Document —
------------------------------------------------------------

There is a need for a WLAN specific carrier selection as well as a coordination of transmission resources for parallel usage. A WLAN specific carrier selection allows for a more effective carrier selection than an energy measurement of the respective channel and the required extensions to the LTE based band can be minimized. The required carrier selections can be outsourced in different parts of a user equipment and can therefore be parallelized. The 5 GHz-RF-module including analogue filters and an antenna can either be shared as a common resource or for the case of a parallel implementation (LTE-U and WLAN) can be synchronized and interferences can be minimized.

While the state of the art merely discusses a coexistence on a conceptional level the prior art fails to describe concrete implementations of a combination of LTE and WLAN/Wi-Fi technology. As far as hardware concerns are addressed the state of the art sticks to the separate implementation of hardware devices merely aggregating WLAN and LTE technology. Hence, the prior art teaches to provide full LTE hardware and furthermore to provide full WLAN hardware. What is needed is an integrated approach towards a common usage of hardware and software components for a combined usage towards LTE and WLAN.

Hence, it is an object of the present invention to provide a system, a user equipment and a base station along with respective methods for operation thereof, which provide an integrated approach of a true combination of LTE and WLAN. It is furthermore an object of the present invention to provide at least one computer readable medium comprising instructions stored thereon implementing the suggested methods.

This object solved by a system and method for LTE carrier selection in a wireless telecommunication system holding features according to claim 1.

------------------------------------------------------------

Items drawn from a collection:
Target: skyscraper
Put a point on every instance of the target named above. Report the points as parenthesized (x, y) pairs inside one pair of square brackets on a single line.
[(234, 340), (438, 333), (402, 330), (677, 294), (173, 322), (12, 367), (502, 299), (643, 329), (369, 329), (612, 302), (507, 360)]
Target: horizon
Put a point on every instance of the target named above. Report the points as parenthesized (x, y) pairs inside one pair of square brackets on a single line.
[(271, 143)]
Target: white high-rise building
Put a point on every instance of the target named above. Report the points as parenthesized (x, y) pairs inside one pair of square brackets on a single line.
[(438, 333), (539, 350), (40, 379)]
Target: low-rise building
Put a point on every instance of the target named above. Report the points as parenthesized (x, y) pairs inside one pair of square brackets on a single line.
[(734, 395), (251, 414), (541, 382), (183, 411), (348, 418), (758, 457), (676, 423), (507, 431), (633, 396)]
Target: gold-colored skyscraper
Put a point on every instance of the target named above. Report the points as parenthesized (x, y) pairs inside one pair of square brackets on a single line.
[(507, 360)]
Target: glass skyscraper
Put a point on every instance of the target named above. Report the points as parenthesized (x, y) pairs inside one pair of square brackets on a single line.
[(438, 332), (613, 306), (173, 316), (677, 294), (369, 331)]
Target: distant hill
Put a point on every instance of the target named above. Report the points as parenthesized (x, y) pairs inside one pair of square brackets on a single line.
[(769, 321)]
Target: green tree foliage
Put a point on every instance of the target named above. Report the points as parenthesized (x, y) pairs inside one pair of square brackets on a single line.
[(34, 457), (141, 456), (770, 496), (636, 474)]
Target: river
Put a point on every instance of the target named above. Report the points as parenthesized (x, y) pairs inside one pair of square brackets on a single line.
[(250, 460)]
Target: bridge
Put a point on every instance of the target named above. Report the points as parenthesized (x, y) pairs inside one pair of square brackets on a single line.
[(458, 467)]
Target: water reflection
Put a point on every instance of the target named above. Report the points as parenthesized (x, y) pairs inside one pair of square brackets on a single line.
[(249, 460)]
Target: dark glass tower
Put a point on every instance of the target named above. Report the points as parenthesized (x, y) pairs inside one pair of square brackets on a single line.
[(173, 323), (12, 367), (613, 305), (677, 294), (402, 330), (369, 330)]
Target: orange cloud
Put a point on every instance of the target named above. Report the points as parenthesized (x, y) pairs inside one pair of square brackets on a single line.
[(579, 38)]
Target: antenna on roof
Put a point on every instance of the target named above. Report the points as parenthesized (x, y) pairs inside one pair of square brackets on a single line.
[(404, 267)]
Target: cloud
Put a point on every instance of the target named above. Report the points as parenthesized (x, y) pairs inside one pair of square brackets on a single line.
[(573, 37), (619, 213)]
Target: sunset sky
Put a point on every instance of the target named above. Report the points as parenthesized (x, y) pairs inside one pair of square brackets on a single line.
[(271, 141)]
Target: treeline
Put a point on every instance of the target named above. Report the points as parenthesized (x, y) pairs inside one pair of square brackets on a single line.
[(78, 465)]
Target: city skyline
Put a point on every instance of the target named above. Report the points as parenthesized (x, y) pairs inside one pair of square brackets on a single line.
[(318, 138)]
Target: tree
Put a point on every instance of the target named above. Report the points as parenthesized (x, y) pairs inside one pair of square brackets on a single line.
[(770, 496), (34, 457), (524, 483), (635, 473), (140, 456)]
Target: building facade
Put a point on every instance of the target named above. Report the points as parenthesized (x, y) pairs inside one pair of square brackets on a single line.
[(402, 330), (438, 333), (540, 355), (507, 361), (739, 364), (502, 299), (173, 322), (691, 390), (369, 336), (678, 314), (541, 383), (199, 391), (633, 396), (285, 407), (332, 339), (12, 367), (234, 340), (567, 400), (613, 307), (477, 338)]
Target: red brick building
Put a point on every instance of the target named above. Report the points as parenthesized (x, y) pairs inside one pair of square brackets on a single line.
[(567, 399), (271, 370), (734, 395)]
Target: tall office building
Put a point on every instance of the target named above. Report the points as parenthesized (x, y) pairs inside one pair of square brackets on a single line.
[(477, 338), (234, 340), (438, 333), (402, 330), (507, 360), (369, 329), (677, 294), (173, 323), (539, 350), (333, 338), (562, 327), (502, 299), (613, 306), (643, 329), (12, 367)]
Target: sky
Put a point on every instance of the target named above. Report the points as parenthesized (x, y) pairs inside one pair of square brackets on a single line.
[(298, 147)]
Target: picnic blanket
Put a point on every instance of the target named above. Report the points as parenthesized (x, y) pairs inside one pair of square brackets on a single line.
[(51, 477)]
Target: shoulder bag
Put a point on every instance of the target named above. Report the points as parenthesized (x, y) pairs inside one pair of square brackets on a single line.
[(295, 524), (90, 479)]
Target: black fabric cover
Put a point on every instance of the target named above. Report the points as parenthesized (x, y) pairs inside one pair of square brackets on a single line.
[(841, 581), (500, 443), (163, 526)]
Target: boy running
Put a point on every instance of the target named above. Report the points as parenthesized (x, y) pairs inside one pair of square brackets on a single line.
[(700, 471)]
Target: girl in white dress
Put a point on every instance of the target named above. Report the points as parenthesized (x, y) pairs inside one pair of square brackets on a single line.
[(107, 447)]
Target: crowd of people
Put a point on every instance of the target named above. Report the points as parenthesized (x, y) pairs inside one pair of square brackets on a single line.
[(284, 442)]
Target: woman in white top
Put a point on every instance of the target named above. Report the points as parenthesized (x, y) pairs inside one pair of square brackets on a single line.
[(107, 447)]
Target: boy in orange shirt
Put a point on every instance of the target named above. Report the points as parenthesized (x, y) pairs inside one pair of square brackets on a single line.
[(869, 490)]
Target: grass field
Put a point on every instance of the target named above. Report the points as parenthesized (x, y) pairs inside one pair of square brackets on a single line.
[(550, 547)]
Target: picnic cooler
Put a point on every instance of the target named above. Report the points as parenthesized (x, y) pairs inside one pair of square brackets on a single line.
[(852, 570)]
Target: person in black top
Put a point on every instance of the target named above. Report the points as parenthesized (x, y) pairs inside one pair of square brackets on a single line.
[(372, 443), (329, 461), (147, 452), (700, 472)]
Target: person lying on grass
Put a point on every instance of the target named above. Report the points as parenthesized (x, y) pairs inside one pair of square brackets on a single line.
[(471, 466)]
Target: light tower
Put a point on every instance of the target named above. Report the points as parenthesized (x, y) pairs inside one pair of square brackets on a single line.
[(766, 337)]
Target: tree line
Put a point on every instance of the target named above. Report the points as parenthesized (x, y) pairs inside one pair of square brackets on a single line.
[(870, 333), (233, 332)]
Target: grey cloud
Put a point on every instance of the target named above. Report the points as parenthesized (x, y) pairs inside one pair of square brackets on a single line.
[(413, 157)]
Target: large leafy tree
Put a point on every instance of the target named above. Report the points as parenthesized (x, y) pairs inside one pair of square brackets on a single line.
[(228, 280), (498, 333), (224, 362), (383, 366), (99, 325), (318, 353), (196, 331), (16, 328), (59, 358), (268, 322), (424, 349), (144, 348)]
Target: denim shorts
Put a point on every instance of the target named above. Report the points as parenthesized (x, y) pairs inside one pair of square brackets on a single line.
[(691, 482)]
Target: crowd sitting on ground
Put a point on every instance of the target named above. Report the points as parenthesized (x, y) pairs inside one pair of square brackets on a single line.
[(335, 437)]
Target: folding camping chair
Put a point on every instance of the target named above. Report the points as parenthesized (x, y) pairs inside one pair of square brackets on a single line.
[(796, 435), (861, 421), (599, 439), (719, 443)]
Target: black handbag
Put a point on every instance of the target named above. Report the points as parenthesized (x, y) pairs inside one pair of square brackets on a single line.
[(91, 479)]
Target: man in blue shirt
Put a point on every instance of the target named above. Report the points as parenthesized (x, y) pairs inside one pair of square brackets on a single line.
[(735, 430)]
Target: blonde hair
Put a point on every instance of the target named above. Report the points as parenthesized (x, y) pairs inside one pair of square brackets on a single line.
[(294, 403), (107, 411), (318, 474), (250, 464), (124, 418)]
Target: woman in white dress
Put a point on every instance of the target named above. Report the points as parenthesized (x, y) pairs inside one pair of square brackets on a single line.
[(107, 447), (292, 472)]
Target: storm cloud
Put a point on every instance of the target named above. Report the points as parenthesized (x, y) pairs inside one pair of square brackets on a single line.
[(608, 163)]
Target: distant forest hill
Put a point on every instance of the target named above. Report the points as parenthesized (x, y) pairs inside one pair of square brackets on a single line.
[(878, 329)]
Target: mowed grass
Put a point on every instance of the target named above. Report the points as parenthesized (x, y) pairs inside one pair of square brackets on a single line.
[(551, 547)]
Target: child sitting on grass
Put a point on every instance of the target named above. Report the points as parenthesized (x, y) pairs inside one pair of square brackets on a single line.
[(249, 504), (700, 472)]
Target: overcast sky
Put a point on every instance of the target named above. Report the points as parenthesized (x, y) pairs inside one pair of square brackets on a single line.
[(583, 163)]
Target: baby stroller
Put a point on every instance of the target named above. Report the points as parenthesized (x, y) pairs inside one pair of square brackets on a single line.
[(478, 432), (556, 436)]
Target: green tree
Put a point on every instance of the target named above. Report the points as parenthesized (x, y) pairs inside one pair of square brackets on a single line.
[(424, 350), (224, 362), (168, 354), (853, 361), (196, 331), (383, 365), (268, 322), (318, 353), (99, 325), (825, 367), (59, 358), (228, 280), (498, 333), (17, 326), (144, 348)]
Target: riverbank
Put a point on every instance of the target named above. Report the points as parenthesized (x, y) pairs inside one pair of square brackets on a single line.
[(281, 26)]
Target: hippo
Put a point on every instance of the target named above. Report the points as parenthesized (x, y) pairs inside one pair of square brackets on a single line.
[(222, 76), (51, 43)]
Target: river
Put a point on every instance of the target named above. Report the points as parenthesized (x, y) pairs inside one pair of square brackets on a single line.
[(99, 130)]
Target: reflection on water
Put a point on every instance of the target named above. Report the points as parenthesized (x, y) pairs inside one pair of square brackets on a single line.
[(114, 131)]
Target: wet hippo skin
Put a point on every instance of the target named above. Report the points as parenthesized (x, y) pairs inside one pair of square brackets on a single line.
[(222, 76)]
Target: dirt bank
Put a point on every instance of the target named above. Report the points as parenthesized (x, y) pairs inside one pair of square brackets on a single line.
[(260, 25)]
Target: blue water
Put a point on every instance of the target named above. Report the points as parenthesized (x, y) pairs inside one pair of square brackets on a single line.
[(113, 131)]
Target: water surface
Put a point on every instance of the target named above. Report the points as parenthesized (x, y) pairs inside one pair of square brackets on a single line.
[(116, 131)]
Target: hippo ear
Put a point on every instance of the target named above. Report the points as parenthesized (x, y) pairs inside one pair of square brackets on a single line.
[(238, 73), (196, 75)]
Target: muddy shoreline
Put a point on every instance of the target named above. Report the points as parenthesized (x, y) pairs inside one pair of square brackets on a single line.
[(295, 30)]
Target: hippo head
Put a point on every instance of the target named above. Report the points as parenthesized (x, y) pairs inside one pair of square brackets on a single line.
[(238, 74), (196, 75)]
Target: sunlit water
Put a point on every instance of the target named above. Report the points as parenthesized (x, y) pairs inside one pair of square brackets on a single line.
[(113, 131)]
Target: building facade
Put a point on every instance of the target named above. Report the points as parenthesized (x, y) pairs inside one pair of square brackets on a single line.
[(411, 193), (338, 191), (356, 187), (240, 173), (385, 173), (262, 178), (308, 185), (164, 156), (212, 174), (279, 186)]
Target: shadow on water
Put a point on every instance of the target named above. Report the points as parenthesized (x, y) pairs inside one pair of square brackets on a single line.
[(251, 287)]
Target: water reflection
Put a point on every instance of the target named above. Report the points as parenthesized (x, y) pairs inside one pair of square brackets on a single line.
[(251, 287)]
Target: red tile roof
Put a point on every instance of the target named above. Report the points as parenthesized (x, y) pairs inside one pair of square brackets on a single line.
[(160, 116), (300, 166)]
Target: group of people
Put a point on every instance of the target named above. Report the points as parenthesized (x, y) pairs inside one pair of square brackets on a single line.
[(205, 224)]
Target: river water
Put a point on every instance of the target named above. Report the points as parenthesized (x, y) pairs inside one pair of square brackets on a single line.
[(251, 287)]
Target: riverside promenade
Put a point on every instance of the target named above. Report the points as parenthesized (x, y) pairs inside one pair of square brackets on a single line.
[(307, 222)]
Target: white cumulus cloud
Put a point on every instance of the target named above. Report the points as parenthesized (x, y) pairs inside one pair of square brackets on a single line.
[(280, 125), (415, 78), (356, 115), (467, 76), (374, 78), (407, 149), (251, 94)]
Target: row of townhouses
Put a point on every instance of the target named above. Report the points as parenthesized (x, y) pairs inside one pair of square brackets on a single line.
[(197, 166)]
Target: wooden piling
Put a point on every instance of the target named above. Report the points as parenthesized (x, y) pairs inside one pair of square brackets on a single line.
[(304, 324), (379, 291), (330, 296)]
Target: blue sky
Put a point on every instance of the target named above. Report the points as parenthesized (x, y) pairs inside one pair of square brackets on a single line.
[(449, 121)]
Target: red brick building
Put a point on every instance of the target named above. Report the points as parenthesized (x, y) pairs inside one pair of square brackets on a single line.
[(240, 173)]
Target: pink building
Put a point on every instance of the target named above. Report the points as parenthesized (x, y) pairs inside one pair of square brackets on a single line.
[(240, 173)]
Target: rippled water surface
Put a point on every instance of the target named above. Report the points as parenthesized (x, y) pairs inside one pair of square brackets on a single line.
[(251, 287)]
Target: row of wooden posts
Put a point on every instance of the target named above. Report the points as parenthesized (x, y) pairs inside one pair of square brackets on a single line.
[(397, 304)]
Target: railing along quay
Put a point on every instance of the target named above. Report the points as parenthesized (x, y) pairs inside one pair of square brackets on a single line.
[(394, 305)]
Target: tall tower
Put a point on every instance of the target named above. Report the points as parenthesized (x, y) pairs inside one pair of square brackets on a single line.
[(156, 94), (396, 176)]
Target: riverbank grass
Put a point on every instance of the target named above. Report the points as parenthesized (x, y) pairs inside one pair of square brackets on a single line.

------------------------------------------------------------

The task —
Continue the passage on LTE and WLAN carrier selection from its final sentence. The items are not needed for the task.

Solved problem —
Accordingly, a method of selecting a carrier for radio communication according to a first communication protocol is provided, the method comprising determining for each of a plurality of possible carriers a measurement of transmission energy; for each carrier having a measured transmission energy greater than a predetermined threshold, attempting to determine a further transmission parameter according to a second communication protocol; assigning to each of the plurality of possible carriers, a priority value using the measurement of transmission energy and determination of the further transmission parameter; and selecting a carrier for communication according to the first communication protocol dependent on the assigned priority values.

According to a further aspect of the present invention the further transmission parameter is an identification parameter. The identification parameter can for instance be formed by an ID of a router, such as a SSID. In this way specific hardware devices can be assigned further control logic having an impact on the priority value. In case a specific router is identified the respective carrier on which this router sends can be of low priority. Hence, a priori known routers, or hardware devices in general, can also block carriers they are sending on. In a usage scenario where routers of a specific manufacturer are identified through the identification parameter their respective carriers will not be further used for transmission of user equipment due to legal regulations or contractual restrictions. This provides the advantage that certain hardware specifications can be considered when assigning a priority value.

According to a further aspect of the present invention the first communication protocol is in accordance with the Long Term Evolution, LTE, standards. Especially the standards LTE-A and LTE-U are addressed. The person skilled in the art finds respective documentation for instance in the 3GPP specification.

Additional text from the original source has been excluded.